ACTIVITY – When you copy the material below, keep every line exact and omit the pictures.

DATA FOR ANALYSIS –
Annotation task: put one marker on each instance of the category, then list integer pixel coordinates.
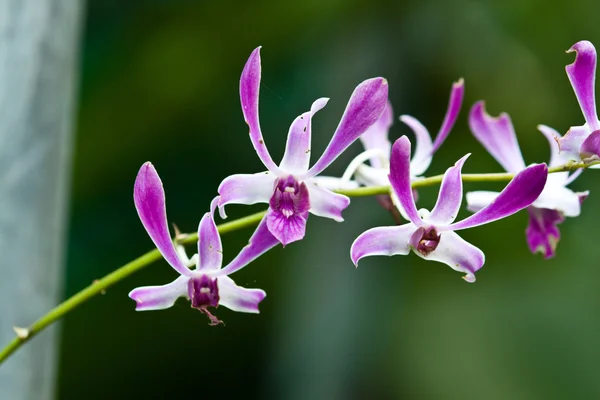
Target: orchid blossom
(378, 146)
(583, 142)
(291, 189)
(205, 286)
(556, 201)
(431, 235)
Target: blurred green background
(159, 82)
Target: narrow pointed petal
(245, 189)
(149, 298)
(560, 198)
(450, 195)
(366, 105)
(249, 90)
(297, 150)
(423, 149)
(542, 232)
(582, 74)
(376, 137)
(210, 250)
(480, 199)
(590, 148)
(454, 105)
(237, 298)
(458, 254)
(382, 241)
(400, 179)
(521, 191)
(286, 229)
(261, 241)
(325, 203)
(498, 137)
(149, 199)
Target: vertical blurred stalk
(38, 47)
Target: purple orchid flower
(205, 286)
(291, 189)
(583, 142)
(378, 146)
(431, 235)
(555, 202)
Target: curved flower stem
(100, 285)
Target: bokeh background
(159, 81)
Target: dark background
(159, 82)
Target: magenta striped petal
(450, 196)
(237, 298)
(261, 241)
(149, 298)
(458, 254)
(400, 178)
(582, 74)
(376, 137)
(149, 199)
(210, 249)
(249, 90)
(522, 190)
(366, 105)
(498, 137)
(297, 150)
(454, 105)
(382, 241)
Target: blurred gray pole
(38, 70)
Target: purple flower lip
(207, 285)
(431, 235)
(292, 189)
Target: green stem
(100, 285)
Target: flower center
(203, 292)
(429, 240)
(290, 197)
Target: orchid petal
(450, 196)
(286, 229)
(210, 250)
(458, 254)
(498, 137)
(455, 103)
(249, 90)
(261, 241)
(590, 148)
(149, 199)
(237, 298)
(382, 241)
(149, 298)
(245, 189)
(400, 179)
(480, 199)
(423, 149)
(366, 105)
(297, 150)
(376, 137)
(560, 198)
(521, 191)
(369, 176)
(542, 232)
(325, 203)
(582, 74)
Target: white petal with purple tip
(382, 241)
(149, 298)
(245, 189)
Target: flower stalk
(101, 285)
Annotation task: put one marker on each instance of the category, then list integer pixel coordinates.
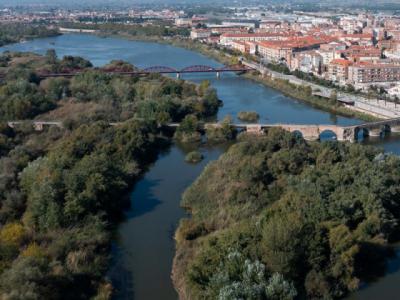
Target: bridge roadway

WORKED SOLUTION –
Annotation task: put one marker on each instance of the category, then list integer pixel coordinates.
Target: orchid blossom
(378, 146)
(583, 142)
(291, 189)
(205, 286)
(556, 201)
(431, 235)
Target: blurred green background
(159, 82)
Target: narrow pointed petal
(245, 189)
(149, 298)
(560, 198)
(450, 195)
(366, 105)
(249, 90)
(297, 150)
(423, 149)
(542, 232)
(582, 74)
(376, 137)
(210, 250)
(480, 199)
(590, 148)
(454, 105)
(237, 298)
(458, 254)
(382, 241)
(400, 179)
(521, 191)
(286, 229)
(261, 241)
(325, 203)
(498, 137)
(149, 199)
Target: vertical blurred stalk
(38, 47)
Target: purple orchid flower
(205, 286)
(291, 189)
(583, 142)
(378, 146)
(431, 235)
(555, 202)
Target: curved flower stem
(100, 285)
Target: bokeh background
(159, 81)
Target: dark background
(159, 82)
Target: magenta striped petal
(450, 196)
(237, 298)
(261, 241)
(149, 298)
(458, 254)
(400, 178)
(582, 74)
(376, 137)
(149, 199)
(210, 249)
(249, 90)
(522, 190)
(366, 105)
(498, 137)
(297, 150)
(454, 105)
(382, 241)
Target: blurred gray pole
(38, 70)
Target: purple flower lip
(207, 285)
(431, 235)
(292, 189)
Target: green stem
(100, 285)
Target: flower center
(203, 292)
(429, 240)
(290, 197)
Target: orchid petal
(450, 196)
(286, 229)
(210, 250)
(458, 254)
(498, 137)
(455, 103)
(249, 90)
(261, 241)
(590, 148)
(149, 199)
(237, 298)
(382, 241)
(149, 298)
(245, 189)
(400, 179)
(480, 199)
(423, 149)
(366, 105)
(297, 150)
(376, 137)
(560, 198)
(521, 191)
(369, 176)
(542, 232)
(325, 203)
(582, 74)
Target: white petal with purple tip
(382, 241)
(149, 298)
(245, 189)
Target: flower stalk
(101, 285)
Annotation task: put one marker on each instance of the category, then list integer pixel coordinates.
Target: bridge roadway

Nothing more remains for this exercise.